Problem to solve - Transcribe the lines below verbatim, skipping the images.

[start]

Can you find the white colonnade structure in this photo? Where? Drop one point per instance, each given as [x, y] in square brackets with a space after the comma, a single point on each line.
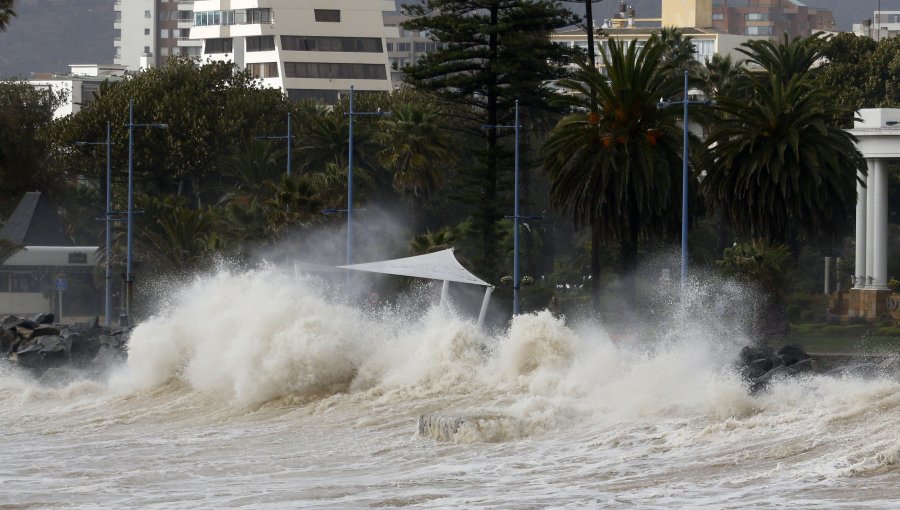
[878, 134]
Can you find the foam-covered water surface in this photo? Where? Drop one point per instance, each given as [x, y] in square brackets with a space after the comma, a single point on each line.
[252, 390]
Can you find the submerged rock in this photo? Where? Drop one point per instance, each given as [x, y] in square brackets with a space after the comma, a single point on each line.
[39, 345]
[759, 365]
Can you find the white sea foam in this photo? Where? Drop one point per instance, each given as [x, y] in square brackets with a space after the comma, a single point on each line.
[299, 400]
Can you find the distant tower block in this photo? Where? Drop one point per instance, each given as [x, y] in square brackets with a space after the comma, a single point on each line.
[687, 13]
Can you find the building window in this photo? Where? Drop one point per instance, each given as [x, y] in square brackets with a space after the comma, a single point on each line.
[213, 18]
[345, 44]
[263, 43]
[759, 31]
[328, 15]
[259, 16]
[263, 69]
[334, 70]
[758, 16]
[321, 96]
[218, 45]
[23, 282]
[703, 50]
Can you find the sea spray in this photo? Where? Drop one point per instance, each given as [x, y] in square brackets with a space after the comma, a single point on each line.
[206, 414]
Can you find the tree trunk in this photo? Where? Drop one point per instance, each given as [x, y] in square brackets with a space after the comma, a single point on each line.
[489, 193]
[595, 268]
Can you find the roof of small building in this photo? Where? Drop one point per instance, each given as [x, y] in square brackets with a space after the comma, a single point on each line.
[35, 222]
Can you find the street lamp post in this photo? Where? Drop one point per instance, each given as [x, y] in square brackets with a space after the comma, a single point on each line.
[516, 216]
[352, 113]
[684, 176]
[286, 137]
[107, 302]
[129, 277]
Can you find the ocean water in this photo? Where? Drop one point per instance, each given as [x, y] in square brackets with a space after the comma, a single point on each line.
[247, 391]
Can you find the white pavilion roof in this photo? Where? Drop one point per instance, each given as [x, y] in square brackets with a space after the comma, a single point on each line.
[440, 265]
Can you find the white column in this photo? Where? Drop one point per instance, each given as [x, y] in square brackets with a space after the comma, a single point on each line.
[870, 223]
[860, 271]
[880, 243]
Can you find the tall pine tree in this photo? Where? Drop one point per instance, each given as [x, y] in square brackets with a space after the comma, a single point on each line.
[492, 53]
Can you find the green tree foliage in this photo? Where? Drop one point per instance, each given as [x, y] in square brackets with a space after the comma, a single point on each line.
[618, 170]
[492, 53]
[25, 114]
[208, 108]
[721, 76]
[172, 237]
[415, 149]
[862, 73]
[777, 165]
[6, 13]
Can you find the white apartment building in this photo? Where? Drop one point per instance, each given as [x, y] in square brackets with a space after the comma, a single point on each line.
[79, 86]
[407, 48]
[310, 49]
[881, 25]
[148, 32]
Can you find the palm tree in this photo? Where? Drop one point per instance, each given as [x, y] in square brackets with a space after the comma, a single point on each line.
[248, 171]
[296, 201]
[679, 50]
[6, 13]
[722, 76]
[618, 169]
[177, 239]
[777, 164]
[415, 149]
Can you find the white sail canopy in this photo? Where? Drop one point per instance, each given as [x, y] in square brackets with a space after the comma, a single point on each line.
[440, 265]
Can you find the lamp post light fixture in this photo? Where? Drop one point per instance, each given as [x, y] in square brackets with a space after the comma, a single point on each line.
[352, 113]
[685, 101]
[129, 276]
[107, 303]
[516, 216]
[286, 137]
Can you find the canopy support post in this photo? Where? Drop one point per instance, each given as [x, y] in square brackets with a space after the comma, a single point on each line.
[487, 299]
[445, 289]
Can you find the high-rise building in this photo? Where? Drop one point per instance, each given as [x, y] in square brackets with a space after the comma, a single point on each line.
[315, 49]
[148, 32]
[881, 25]
[770, 18]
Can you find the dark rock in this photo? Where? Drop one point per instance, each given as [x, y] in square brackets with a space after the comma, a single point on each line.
[863, 369]
[6, 340]
[44, 318]
[10, 322]
[751, 353]
[757, 368]
[45, 330]
[792, 354]
[24, 332]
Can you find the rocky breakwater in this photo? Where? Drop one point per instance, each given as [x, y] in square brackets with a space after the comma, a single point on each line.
[760, 365]
[40, 346]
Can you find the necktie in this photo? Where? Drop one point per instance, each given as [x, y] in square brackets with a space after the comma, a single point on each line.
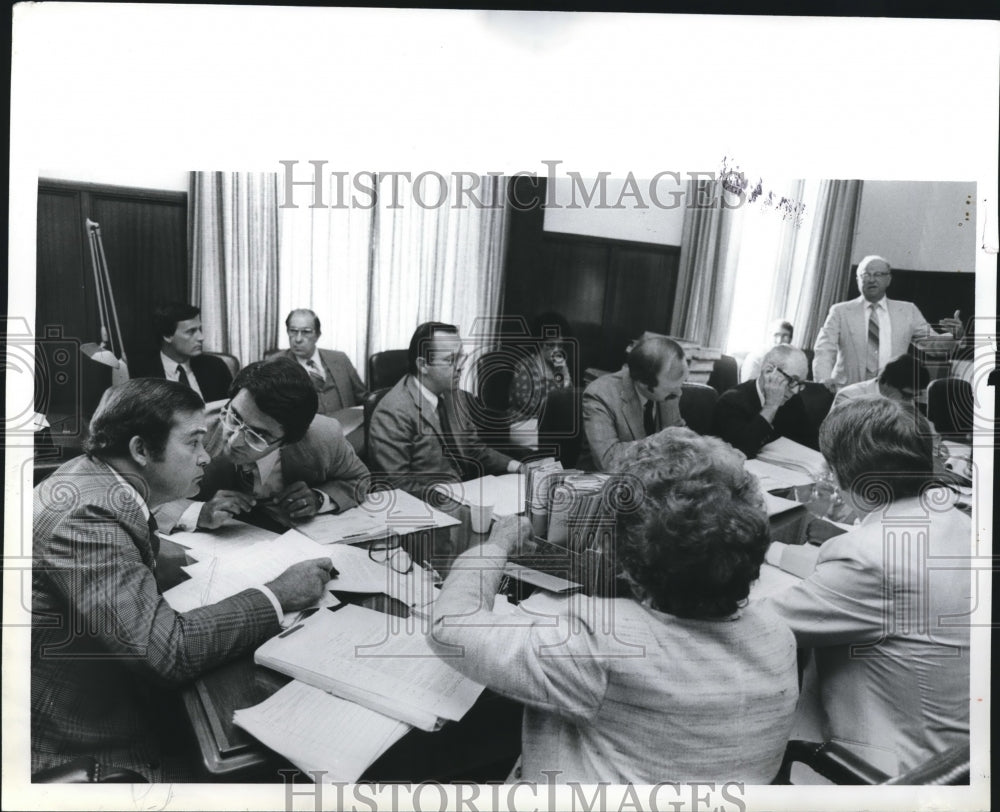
[649, 418]
[447, 438]
[871, 366]
[319, 382]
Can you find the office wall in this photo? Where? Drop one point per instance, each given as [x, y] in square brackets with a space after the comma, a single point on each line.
[918, 225]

[end]

Response to this task -
Can you find the white colonnade structure in this photo? Where? Drop one point per instance, each given as [x, y] in square brackets with a space after the comma, a single point on each line.
[878, 134]
Can you find the foam-covered water surface in this photo? Where? Drop one point per instance, each given as [x, y] in square brackets with a space after the comma, a single point on each line.
[252, 390]
Can you find the submerged rock in this photo? Where? Drop one point per instance, each given as [x, y] in square brackets with a space after the comma, a single point on each line.
[39, 345]
[759, 365]
Can you find the white sea foam in this photo? Where? Drop one point per instance, each given as [x, y] in square brackets with a space after the comma, a single point on each line.
[299, 400]
Can you find the distant tower block in this photo? Where? Drop one point per instance, each given as [x, y] in square brackets with a space after the comma, a single point on each line.
[687, 13]
Can you find the building window in this photo? Where? Drop one point per instance, each given as [x, y] in square brackets with a space after the comma, a single point on each line.
[213, 18]
[345, 44]
[263, 43]
[759, 31]
[328, 15]
[259, 16]
[263, 69]
[334, 70]
[758, 16]
[321, 96]
[218, 45]
[23, 282]
[703, 50]
Can you find the sea spray in this photo? Where? Drop one point per instance, each given as [x, y] in square brackets with a space after the comma, a single point on each line.
[206, 414]
Can you find the tree trunk in this photo? Where? Drop one point per instance, each given as [x, y] in square brackets with a space after the comma, a single point on each line.
[489, 193]
[595, 268]
Can you find the roof of small building in this photo? Where? Drop one point per instance, each given as [x, y] in square brackets with a space after the comma, a single point on each line.
[35, 222]
Can you find the street lamp post in this photo? Where? Drop one point per instance, each given as [x, y] in square brackets with a space after the comma, a single point on each line.
[516, 216]
[352, 113]
[684, 176]
[286, 137]
[107, 302]
[129, 277]
Can you find the ocean water in this photo? Where? Drop one point per instance, each given as [x, y] in square brackets with a space after the comma, a single point on each line.
[247, 391]
Can you find the white pavilion roof in this photo? Where? Drop one point per instance, each given as [x, y] in square brackets with a space after the comma, a single point on each line.
[440, 265]
Can you find the white column in this photo? Where? Drop one point per instance, each given as [x, y] in square brackets with a space after the comma, a single point on each line.
[870, 223]
[860, 271]
[880, 243]
Can you find the tall pine tree in this photo? Where? Drop one point per instance, each given as [x, y] in square brackets with a space after the comma, a single point on each line.
[492, 53]
Can you find the green tree foliage in this photo? Where? Drop one point per instance, each given as [x, y] in square brackets with a space after the comma, a single point on each line.
[618, 170]
[492, 53]
[25, 114]
[208, 108]
[721, 76]
[172, 237]
[415, 149]
[862, 73]
[777, 165]
[6, 13]
Can you find the white apartment building in this photo? Where? Drop one point per instance, each given as [x, y] in square brackets with a space after the comma, a single point on each line.
[79, 86]
[407, 48]
[310, 49]
[881, 25]
[148, 32]
Can you find the palm tree in this photo? Where? Drop one point per instance, each given as [x, y] in square brackets with a space after the comma, a single point on each line.
[248, 171]
[296, 201]
[679, 50]
[6, 13]
[722, 76]
[618, 169]
[177, 239]
[777, 164]
[415, 149]
Can you find the white sail canopy in this photo? Where? Drop one point per instance, each given as [x, y] in square brackets with a space after the comma, a single point on each line.
[440, 265]
Can you find the lamp post light fixture in this photo? Where? Drop one point per instance, each given as [x, y] in square brackets with a space after the comma, a single point on each line.
[352, 113]
[685, 101]
[129, 276]
[107, 303]
[516, 216]
[286, 137]
Can you find the canopy support post in this photo? Where? Drop one point per instance, each given as [x, y] in square brackets with a space after the comma, a single point on each line.
[487, 299]
[445, 289]
Can you find the high-rise building in this photo? Where? Drop one point per instance, each given as [x, y] in square brackets with a space after the comma, a single point on each line.
[315, 49]
[148, 32]
[881, 25]
[770, 18]
Can you find the dark rock in this photo? Where? Drop one point per instance, each given as [x, y] in square brackets with a space after the comma, a single point on each line.
[863, 369]
[6, 340]
[44, 318]
[10, 322]
[751, 353]
[757, 368]
[45, 330]
[792, 354]
[24, 332]
Can you find the rocky breakwater in this photo? Where? Drop one point per instance, each given as [x, y] in square brackets with a space after the comma, a single point on each line.
[760, 365]
[40, 346]
Can you find the necktie in this photo? Where? Drop one point per instance, each given as [x, y] in square brackets with a space after the comma, a single point on each line.
[649, 418]
[447, 438]
[871, 366]
[319, 382]
Can you find the office wall in this photo? Where? Drop one point per instance, each given as [x, y] in square brackets with a space after the comma, a single point on each line.
[918, 225]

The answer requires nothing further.